───── Data for this exercise

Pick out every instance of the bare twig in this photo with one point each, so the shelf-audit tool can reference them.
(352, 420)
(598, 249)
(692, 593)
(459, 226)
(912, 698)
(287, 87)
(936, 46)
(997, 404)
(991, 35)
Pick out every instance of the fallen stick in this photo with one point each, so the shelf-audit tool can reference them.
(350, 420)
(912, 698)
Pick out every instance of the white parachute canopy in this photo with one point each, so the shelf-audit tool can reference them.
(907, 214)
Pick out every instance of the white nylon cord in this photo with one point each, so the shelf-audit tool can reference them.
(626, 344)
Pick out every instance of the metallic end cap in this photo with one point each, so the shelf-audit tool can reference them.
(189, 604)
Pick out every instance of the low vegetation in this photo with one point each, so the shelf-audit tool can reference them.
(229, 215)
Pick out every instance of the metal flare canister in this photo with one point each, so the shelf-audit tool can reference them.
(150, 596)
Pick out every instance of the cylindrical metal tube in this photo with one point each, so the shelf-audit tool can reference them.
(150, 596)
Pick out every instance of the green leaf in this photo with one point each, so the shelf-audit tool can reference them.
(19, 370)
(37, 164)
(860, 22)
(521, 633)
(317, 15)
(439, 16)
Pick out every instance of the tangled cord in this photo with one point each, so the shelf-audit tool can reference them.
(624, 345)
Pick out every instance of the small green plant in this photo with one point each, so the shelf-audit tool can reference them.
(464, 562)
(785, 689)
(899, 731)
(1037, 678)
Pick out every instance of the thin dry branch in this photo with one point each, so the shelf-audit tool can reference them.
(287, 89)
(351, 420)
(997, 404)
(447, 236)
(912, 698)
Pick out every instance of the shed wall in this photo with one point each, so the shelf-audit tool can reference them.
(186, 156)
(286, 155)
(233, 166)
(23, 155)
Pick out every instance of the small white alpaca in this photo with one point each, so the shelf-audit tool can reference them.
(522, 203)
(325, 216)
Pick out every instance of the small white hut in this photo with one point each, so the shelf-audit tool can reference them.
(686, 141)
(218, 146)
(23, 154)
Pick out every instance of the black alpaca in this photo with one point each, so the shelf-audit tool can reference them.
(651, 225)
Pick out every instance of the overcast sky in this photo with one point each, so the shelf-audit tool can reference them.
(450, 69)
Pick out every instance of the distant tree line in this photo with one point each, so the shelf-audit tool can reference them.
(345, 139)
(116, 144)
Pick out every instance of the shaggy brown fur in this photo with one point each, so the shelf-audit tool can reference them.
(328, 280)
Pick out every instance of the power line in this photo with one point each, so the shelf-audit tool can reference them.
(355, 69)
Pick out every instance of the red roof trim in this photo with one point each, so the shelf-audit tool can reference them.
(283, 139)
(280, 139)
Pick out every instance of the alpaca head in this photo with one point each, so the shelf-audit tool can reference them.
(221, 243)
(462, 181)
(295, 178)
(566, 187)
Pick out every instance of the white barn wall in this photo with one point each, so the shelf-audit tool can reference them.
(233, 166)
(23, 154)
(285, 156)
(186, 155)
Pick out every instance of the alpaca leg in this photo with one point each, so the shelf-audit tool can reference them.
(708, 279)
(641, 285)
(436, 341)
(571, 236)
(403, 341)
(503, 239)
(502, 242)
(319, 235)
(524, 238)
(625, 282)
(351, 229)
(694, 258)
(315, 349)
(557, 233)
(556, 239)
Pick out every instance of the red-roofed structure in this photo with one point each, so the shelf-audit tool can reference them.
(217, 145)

──────────
───── Data for this exercise

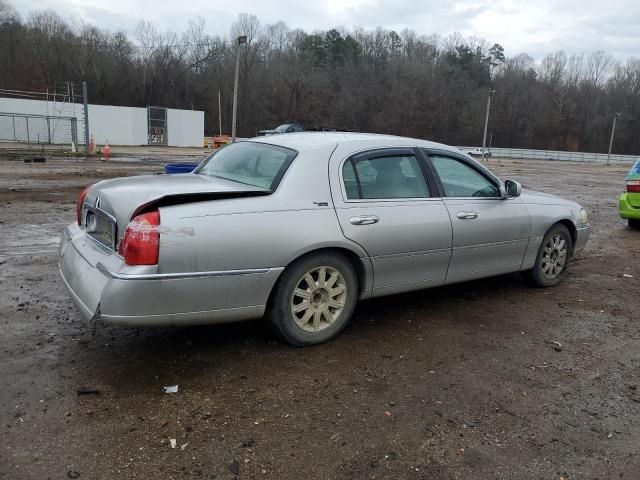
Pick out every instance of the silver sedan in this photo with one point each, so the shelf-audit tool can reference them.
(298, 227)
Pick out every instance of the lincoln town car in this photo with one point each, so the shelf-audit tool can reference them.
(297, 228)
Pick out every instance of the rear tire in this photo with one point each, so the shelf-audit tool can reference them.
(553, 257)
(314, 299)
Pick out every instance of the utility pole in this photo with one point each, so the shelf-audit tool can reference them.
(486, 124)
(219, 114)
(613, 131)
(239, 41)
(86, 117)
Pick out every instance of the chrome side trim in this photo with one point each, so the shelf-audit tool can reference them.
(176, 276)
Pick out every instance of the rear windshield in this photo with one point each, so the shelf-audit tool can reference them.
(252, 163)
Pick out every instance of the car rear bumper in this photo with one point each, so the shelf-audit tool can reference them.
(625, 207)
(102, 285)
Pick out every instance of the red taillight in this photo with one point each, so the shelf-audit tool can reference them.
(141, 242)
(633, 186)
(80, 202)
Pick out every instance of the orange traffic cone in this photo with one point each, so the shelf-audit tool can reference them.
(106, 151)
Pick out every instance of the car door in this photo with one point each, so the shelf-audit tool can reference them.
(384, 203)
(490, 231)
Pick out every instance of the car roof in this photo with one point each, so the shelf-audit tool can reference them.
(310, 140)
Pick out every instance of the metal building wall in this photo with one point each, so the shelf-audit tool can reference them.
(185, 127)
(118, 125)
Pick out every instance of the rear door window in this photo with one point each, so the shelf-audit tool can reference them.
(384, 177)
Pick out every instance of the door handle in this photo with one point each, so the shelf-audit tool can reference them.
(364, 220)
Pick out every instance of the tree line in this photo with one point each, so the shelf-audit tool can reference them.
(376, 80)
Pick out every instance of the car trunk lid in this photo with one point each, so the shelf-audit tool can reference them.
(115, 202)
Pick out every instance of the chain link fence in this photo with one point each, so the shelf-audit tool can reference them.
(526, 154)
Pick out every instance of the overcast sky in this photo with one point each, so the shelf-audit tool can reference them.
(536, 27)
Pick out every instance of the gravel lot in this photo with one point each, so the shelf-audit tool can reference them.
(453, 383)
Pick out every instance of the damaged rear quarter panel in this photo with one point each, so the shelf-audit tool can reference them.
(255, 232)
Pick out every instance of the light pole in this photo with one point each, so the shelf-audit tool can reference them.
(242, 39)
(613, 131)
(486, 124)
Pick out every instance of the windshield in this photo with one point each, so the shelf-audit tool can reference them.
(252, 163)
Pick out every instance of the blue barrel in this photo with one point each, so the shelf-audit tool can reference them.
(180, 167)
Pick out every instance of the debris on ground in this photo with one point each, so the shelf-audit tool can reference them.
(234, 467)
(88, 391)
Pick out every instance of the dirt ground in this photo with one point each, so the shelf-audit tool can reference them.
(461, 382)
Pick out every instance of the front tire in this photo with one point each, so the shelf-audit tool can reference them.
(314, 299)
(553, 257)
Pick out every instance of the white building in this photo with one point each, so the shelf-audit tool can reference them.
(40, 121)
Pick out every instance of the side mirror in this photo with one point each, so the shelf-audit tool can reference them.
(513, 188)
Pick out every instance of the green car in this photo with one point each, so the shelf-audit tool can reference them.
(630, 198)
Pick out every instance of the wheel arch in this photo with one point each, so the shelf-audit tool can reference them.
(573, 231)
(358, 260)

──────────

◆ Directions ◆
Which lines in the data above contain the string "side"? Pull out each of them in full.

◆ Correct answer ◆
Pick out every instance of the chrome side trim in this photo with one point each, so the shelf-audit tool can reference them.
Pick out every instance of the side mirror in this photo with one point each, so the shelf-audit tool can reference them.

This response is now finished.